- [Document passage]

^^^^

GLENVIEW – Students and staff in District 34’s Lyon school were hard at work throughout the school year crafting handmade ceramic bowls and learning how, together, they can help others in their community who struggle with hunger.
On November 15, everyone in the community was invited to visit Lyon School and purchase the handcrafted bowls and receive a simple meal of soup and bread. All money raised from the dinner was then donated to the Northfield Food Pantry. Coined Empty Bowls, this event is part of a grassroots movement that began over 25 years ago by artists to end hunger. Its purpose is to be a community-based program to provide food locally for those in need.
“In the art room, I emphasized that as a community we are powerful. Even though hunger is a big problem, together, we can do more to solve the problem than we could as individuals,” said Lyon School Art Teacher Mary Tapia. “I also wanted them to experience how their art can communicate a powerful message. Through the Empty Bowls Soup Supper, their art can have an impact on their everyday lives and the lives of those in their community.”
At least four students worked on every bowl to emphasize the collaborative community in the creative stage as well as the activism stage. Tapia also used the photograph by Dorothea Lange “Migrant Mother” as an example of art that communicates a message and also impacts the lives of a community. This was also used as a starting point for discussion about hunger and poverty.

^^^^

- [Provided data]
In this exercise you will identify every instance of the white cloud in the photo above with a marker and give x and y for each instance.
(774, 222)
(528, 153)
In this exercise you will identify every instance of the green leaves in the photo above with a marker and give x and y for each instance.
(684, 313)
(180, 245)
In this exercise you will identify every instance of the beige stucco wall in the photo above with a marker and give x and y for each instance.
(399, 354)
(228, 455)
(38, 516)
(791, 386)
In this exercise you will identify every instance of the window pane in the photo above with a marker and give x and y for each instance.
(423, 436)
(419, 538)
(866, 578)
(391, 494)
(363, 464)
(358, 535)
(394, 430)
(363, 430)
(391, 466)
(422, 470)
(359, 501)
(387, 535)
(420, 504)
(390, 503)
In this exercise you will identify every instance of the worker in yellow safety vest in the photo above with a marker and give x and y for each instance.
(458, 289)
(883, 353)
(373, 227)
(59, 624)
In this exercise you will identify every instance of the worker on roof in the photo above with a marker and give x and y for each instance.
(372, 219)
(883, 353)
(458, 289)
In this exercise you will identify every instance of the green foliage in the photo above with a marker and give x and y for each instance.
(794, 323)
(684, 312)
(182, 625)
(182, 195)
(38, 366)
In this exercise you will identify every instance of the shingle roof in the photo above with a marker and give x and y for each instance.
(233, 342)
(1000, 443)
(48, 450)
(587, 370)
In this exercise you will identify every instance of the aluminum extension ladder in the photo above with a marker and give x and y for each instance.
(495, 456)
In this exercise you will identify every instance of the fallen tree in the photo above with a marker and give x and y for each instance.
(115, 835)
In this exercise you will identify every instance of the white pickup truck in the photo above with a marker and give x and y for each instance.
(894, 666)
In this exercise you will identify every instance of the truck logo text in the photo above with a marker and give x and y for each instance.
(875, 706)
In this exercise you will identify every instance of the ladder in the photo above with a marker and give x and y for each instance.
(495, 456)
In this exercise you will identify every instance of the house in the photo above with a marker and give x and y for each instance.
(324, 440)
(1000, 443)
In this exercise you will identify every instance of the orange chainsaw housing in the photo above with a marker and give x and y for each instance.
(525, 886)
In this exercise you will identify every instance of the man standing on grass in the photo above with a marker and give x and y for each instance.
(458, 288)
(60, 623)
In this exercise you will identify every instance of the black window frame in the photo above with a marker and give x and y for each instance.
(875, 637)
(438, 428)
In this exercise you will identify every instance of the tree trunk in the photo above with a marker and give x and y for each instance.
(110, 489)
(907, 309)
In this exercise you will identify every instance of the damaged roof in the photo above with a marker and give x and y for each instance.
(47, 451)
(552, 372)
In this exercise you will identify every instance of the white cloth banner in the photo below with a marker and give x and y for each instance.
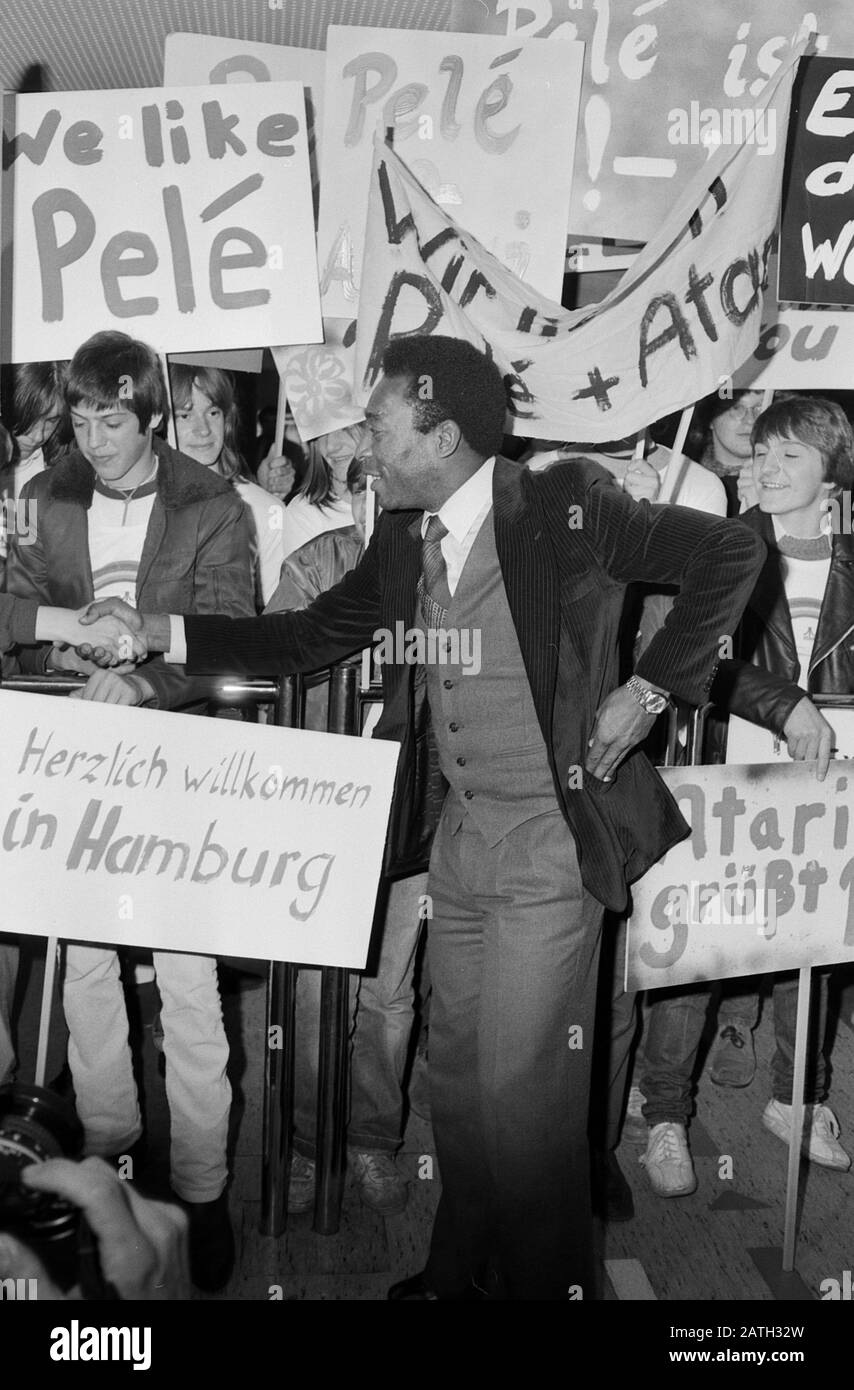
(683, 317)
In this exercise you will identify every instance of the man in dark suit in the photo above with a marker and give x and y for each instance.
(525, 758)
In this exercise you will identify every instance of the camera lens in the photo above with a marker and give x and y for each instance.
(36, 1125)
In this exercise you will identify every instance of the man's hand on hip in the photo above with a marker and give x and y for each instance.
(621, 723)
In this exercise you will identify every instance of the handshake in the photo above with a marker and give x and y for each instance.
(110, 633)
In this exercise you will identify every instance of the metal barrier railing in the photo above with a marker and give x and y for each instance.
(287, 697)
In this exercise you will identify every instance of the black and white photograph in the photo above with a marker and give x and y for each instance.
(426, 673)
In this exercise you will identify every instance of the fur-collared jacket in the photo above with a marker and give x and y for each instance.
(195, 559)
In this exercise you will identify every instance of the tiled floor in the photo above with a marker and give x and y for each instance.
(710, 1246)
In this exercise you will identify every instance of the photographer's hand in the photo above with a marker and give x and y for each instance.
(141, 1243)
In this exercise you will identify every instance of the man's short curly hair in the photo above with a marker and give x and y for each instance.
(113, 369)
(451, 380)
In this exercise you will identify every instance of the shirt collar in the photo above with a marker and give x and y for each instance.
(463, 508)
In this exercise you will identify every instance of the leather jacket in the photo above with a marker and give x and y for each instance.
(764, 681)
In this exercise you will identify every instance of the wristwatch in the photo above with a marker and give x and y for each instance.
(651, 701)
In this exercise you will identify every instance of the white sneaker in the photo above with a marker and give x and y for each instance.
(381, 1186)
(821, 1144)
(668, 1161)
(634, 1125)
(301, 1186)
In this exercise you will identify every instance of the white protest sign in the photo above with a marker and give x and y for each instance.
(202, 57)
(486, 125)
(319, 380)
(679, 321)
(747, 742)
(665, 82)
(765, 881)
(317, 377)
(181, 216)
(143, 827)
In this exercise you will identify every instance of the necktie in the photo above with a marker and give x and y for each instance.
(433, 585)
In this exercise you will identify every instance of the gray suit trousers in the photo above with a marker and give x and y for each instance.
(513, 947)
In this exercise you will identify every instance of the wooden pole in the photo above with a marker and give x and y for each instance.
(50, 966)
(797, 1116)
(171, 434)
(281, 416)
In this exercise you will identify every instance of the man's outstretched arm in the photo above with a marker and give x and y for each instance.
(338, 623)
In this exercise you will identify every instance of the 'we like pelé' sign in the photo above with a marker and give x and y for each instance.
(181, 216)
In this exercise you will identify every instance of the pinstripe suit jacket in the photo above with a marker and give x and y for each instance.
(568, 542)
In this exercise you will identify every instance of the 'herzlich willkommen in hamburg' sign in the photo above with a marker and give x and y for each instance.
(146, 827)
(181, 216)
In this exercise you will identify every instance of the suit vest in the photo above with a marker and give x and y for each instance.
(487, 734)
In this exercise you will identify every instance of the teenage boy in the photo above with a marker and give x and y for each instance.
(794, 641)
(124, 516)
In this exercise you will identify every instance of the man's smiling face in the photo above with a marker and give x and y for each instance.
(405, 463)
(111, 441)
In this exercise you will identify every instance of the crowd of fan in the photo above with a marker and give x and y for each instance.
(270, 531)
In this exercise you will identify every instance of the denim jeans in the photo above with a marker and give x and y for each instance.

^^^^

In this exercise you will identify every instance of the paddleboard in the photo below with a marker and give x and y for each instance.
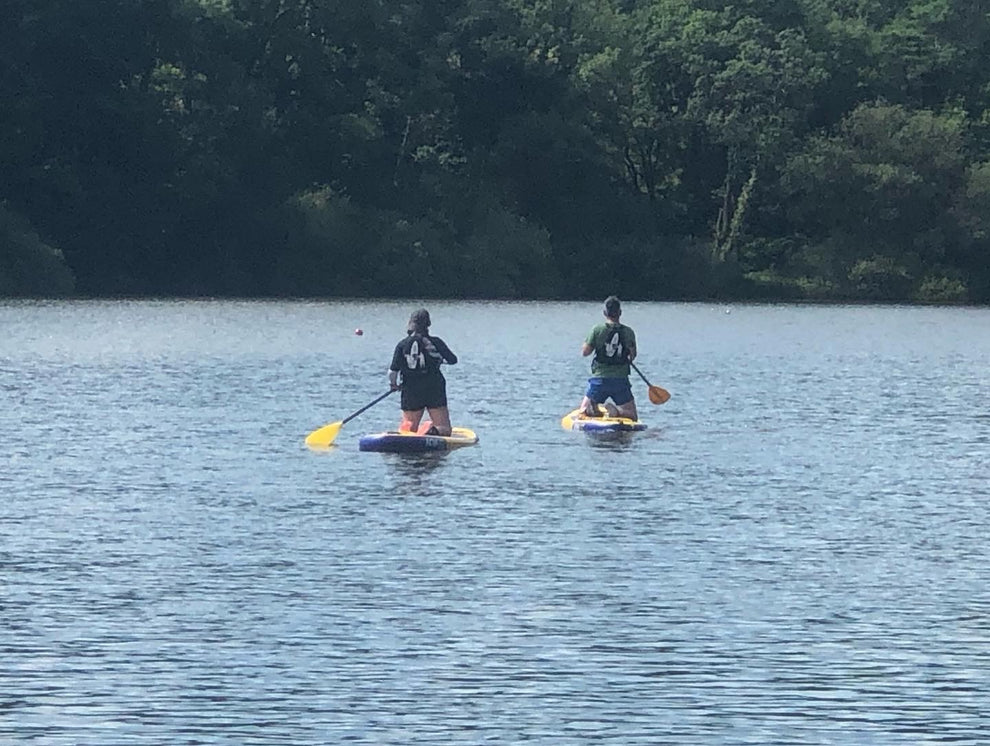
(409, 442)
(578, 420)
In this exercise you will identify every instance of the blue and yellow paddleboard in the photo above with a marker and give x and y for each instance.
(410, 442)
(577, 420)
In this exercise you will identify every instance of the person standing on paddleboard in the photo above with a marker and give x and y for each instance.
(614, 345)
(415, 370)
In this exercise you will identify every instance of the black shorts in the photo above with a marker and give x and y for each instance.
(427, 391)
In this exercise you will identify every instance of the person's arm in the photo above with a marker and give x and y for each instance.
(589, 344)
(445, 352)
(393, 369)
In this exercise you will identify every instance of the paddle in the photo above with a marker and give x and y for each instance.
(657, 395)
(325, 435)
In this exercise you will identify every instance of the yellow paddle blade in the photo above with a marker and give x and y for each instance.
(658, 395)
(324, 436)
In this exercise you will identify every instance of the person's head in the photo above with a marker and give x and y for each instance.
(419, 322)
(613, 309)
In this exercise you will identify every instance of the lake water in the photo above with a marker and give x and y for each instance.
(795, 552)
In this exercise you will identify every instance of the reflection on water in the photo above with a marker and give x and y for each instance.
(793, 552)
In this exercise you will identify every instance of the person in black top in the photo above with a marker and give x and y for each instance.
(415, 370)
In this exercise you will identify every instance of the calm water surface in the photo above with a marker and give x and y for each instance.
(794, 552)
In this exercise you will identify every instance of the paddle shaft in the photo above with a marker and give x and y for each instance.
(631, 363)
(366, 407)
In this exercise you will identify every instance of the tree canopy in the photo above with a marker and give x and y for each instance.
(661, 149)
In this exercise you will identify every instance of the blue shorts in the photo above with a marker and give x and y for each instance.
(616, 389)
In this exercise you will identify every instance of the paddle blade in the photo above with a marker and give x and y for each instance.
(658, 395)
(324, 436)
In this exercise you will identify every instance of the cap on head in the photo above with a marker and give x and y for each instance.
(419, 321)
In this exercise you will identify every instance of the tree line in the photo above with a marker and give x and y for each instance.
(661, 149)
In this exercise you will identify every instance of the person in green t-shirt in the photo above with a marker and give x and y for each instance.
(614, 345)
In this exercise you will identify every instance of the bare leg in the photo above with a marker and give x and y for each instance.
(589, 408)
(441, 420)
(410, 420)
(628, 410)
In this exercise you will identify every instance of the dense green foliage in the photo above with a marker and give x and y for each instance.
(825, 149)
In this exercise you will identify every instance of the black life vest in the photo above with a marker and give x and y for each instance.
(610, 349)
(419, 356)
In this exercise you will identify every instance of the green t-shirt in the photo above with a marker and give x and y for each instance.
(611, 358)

^^^^

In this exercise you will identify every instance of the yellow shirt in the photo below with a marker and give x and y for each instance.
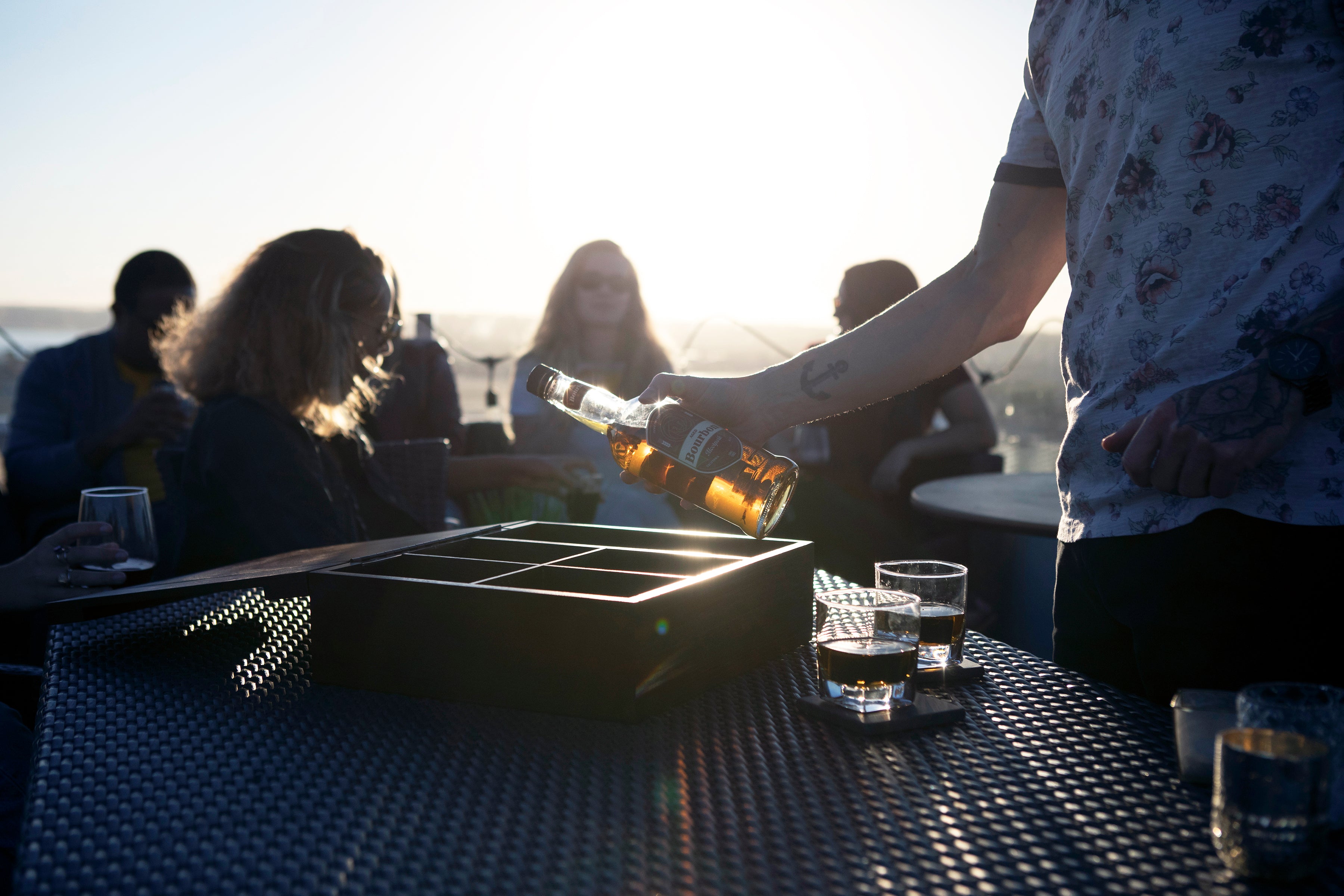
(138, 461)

^^^^

- [Problem to work on] Carry on the article about Lyon School's Empty Bowls event, beginning right after its final sentence.

- [Result of this exercise]
“I think it is so important for our students and school community to experience how giving their time (their art making) can be impactful in their own community. It helps them grow in empathy learning about hunger and poverty in their own neighborhood. It empowers them to be the catalyst for change and contribute to their community,” Tapia said.
Tapia also reflected on the event itself, noting the power behind this community- building event.
“But the growth in understanding what happens along the way is just as amazing. They are too young to really grasp the depth of the issue of poverty and hunger. But they are not too young to grow in empathy and understanding,” she said.
Superintendent Dr. Dane Delli spent the day with students and staff at Henking Elementary as part of his ongoing tours of the schools. His time in the building during the week of November 13 spanned all grade levels, subject areas, and types programming. He also had joined students for lunch and recess.
Also of note, students from Glen Grove Elementary won first place in the 3rd grade division during last week’s Illinois State Chess Championship. The tournament took place in Peoria and more than 250 children competed overall.
In the 2nd Grade division, Westbrook Elementary finished second. Individually, Nicholas Ladan from Attea Middle School tied for 1st in the 7th grade division. Humza Khan, from Springman Middle School, tied for 2nd place in the 8th grade division.
Full results can be found here.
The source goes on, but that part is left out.